Pointing records:

_____

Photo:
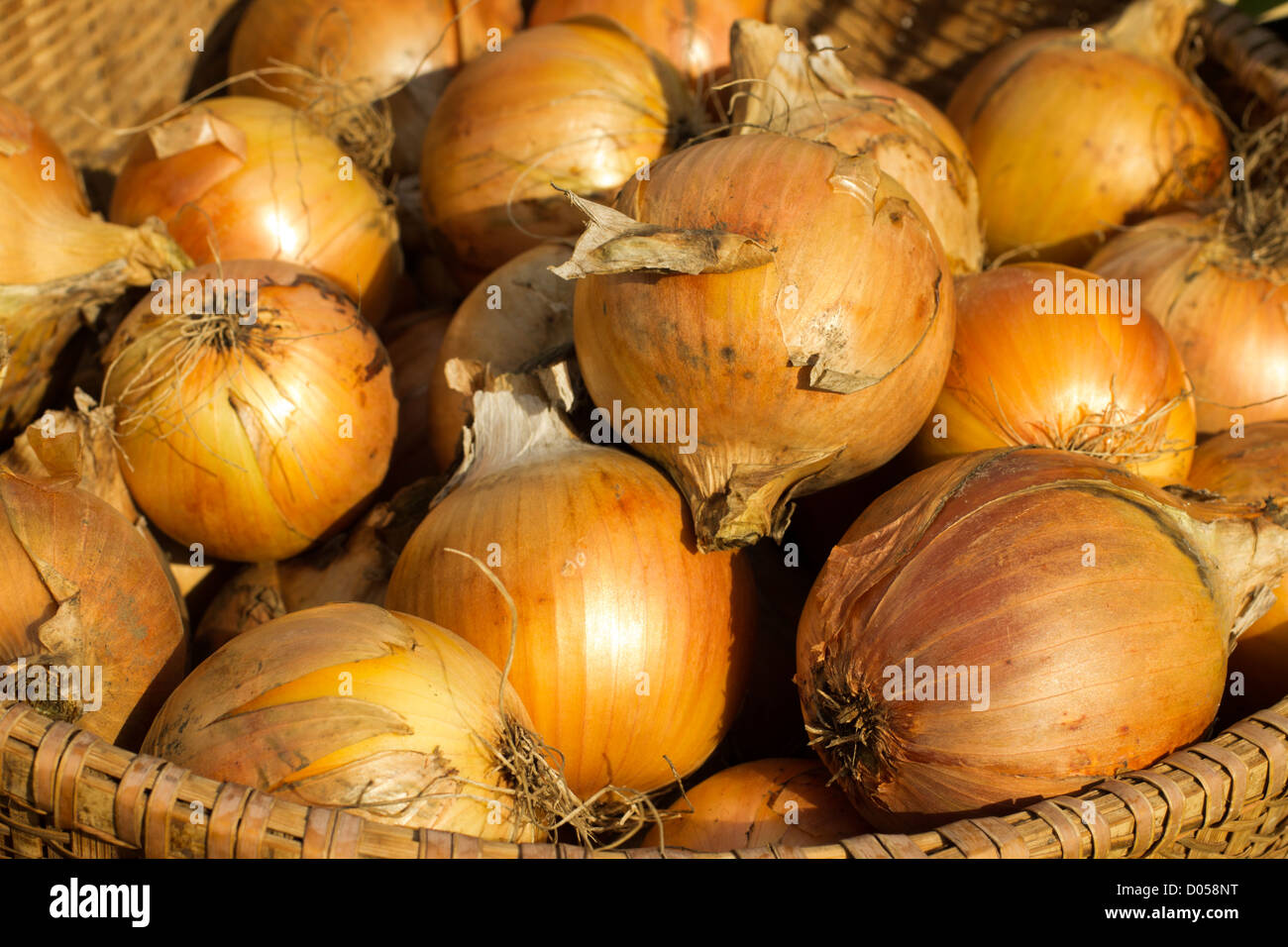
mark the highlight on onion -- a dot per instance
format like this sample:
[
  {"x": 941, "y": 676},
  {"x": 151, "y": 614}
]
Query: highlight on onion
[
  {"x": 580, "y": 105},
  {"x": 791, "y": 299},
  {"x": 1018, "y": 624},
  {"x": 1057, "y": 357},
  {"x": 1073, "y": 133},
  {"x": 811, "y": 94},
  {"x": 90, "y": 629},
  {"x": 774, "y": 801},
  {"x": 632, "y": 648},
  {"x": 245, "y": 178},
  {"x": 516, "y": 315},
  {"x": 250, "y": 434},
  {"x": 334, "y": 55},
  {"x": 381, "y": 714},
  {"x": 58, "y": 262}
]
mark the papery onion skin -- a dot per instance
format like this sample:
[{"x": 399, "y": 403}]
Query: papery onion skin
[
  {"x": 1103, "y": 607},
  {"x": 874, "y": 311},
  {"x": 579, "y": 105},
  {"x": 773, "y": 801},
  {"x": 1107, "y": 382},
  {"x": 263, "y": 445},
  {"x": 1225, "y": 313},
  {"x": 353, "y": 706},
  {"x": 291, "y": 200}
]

_____

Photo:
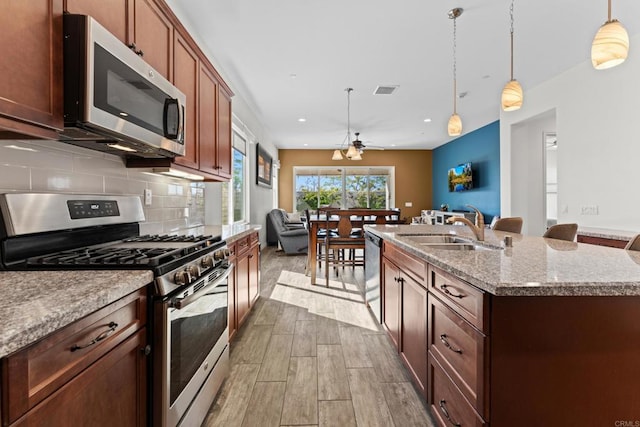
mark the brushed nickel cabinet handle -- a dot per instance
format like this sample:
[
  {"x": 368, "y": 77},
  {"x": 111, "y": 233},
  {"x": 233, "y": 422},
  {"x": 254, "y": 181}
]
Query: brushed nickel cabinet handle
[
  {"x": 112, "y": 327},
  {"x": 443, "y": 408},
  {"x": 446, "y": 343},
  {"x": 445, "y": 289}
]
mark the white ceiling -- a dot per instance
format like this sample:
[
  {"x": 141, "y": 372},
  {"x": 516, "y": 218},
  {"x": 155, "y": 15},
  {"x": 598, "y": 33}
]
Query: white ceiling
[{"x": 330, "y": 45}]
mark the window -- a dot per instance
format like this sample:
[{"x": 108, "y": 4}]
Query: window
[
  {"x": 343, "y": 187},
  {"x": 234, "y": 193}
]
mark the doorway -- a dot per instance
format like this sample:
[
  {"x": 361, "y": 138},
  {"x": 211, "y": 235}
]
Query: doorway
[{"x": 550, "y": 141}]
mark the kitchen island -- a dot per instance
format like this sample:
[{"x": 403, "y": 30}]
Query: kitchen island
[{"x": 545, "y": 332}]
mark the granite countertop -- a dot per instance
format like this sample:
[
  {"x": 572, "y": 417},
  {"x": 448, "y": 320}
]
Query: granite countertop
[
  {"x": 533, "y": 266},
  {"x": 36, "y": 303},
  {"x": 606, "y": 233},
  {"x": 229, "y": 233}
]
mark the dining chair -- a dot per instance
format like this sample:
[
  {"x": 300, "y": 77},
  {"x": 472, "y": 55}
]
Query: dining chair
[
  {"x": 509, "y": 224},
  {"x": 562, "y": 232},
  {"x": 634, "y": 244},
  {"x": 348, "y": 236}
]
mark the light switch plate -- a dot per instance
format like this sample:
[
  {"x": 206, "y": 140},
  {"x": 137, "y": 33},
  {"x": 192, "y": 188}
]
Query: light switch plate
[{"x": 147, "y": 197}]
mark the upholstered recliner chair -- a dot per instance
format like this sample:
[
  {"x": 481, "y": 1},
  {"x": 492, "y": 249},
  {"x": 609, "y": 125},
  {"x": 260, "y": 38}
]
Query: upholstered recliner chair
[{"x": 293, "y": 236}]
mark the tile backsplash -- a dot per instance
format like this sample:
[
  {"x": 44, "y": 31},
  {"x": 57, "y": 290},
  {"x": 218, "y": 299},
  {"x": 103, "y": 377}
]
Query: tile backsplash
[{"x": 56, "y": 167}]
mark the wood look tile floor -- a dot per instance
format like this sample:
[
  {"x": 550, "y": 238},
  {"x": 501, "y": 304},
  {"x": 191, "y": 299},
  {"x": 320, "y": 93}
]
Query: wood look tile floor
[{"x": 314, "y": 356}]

_____

→ **Given request**:
From the items above, copy out each line that contains the string "cabinet".

→ **Correct result**:
mark the brushed nickel cabinet handle -- a dot per instance
Query: brushed nickel cabinet handle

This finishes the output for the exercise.